___ 文档正文

Jsoup在提供强大的API的同时，人性化方面也做得很好。在做网站的时候，经常会提供用户的评论的功能。有些用户比较淘气，会搞一些脚本到评论内容中，而这些脚本可能会破坏整个页面的功能，更严重的是获取一些机要信息，例如XSS跨站攻击之类的。

String dirtyHTML = "<p><a href='http://www.yiibai.com/' onclick='sendCookiesToMe()'>Link</a></p>";
String cleanHTML = Jsoup.clean(dirtyHTML, Whitelist.basic());
System.out.println(cleanHTML);

//执行后输出结果
<p><a href="http://www.yiibai.com/" rel="nofollow">Link</a></p>

Jsoup使用一个Whitelist类来对HTML文档进行过滤，该类提供了几个常用的方法

方法名	简介
none()	只允许包含文本信息
basic()	允许的标签包括：a,b,blockquote,br,cite, code,dd,dl,dt,em,i,li,ol,p.pre,q,small,strong,sub,sujp,u,ul,以及合适的属性
simpel(）	只允许b，em，i，strong，u，这些标签
basicWithImage()	在basic()基础上增加了图片
relax()	这个过滤器允许的标签最多，包括：a，b，blockquote，br，caption，cite，code，col，colgroup，dd，dl，dt，em，h1-h6，i，img，li，ol，p，pre，q，small，strike，strong，sub，sup， table，tbody，td，tfoot，th，thead，tr，u，ul

如果这五个过滤器都无法满足你的需求，例如你允许用户插入flase动画，没关系，Whitelist提供扩展功能，例如whitelist.addTags("embed","object","param","span","div")，也可以调用addAttributes为某些元素增加属性

3、WebClient

ps：它比jsoup好在哪，在我的需求中，它比jsoup获取更深的数据，有时页面的链接并不会直接显式放到a标签中的href属性中，而是放到了js文件中，利用用户点击事件触发执行。webclient相当于一个能模拟浏览器的工具，比如你可以用它在页面中提交表单，发起请求等。

①是什么

WebClient是从Spring WebFlux 5.0版本开始提供的一个非阻塞的基于响应式编程的进行Http请求的客户端工具。它的响应式编程的基于Reactor的。WebClient中提供了标准Http请求方式对应的get、post、put、delete等方法，可以用来发起相应的请求。

②怎么用

用maven引入依赖，或者直接下载jar包

<dependency>
    <groupId>org.springframework.boot</groupId>
    <artifactId>spring-boot-starter-webflux</artifactId>
</dependency>

一个例子

通过WebClient.create()创建一个WebClient的实例，之后可以通过get()，post() 等选择调用方式，uri() 指定需要请求的路径，retrieve（）用来发起请求并获得响应，bodyToMono(String.class) 用来指定请求结果需要处理为String，并包装为Reactor的Mono对象。

1
2
3

WebClient webClient=WebClient.create();
Mono<String> mono=webClient.get().uri("https://www.baidu.com").retrieve().bodyToMono(String.class);
System.out.println(mono.block());

③实例

URL中使用路径变量
- URL中也可以使用路径变量，路径变量的值可以通过uri方法的第2个参数指定。下面的代码中就定义了URL中拥有一个路径变量id，然后实际访问时该变量将取值1。

______
___ 所给列表

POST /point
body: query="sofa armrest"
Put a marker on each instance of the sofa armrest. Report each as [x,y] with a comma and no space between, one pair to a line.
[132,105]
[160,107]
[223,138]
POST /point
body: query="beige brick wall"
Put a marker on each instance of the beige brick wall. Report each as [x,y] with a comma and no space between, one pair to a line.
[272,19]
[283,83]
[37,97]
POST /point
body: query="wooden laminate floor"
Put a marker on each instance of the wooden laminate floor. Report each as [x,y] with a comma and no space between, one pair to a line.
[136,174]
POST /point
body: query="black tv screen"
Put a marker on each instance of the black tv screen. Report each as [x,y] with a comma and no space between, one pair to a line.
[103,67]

______

_本题任务_
1. 请把文档正文中以“WebClient是从Spring WebFlux 5.0版本开始”开头的那一段改写成要点列表，并保留其主要事实。
2. 在文档正文中，Jsoup用哪个类来过滤HTML文档？
3. 请从文档正文最后一句之后接着续写这篇讲Jsoup与WebClient的文字。

_依次作答_
1.
- WebClient从Spring WebFlux 5.0版本开始提供。
- 它是一个非阻塞的Http请求客户端工具，基于响应式编程。
- 它的响应式编程基于Reactor。
- 它提供get、post、put、delete等方法，分别对应标准Http请求方式，可用来发起相应的请求。

2. Whitelist类。

3.
  1
  webClient.get().uri("http://localhost:8081/user/{id}", 1);
- URL中也可以使用多个路径变量，多个路径变量的赋值将依次使用uri方法的第2个、第3个、第N个参数。下面的代码中就定义了URL中拥有路径变量p1和p2，实际访问的时候将被替换为var1和var2。所以实际访问的URL是http://localhost:8081/user/var1/var2。
  1
  webClient.get().uri("http://localhost:8081/user/{p1}/{p2}", "var1", "var2");
- 使用的路径变量也可以通过Map进行赋值。面的代码中就定义了URL中拥有路径变量p1和p2，实际访问的时候会从uriVariables中获取值进行替换。所以实际访问的URL是http://localhost:8081/user/var1/1
  1
  2
  3
  4
  Map<String, Object> uriVariables = new HashMap<>();
  uriVariables.put("p1", "var1");
  uriVariables.put("p2", 1);
  webClient.get().uri("http://localhost:8081/user/{p1}/{p2}", uriVariables);

使用uriBuilder传递参数

String baseUrl = "http://192.1681.5.9:8989";
WebClient webClient = WebClient.create(baseUrl);
WebClient.RequestBodyUriSpec request = webClient.method(HttpMethod.POST);
request.uri(uriBuilder -> uriBuilder
            .scheme("http")
            .host("192.168.5.9")
            .path("/mxtest4")
            .port(8989)
            .path("/mxtest4")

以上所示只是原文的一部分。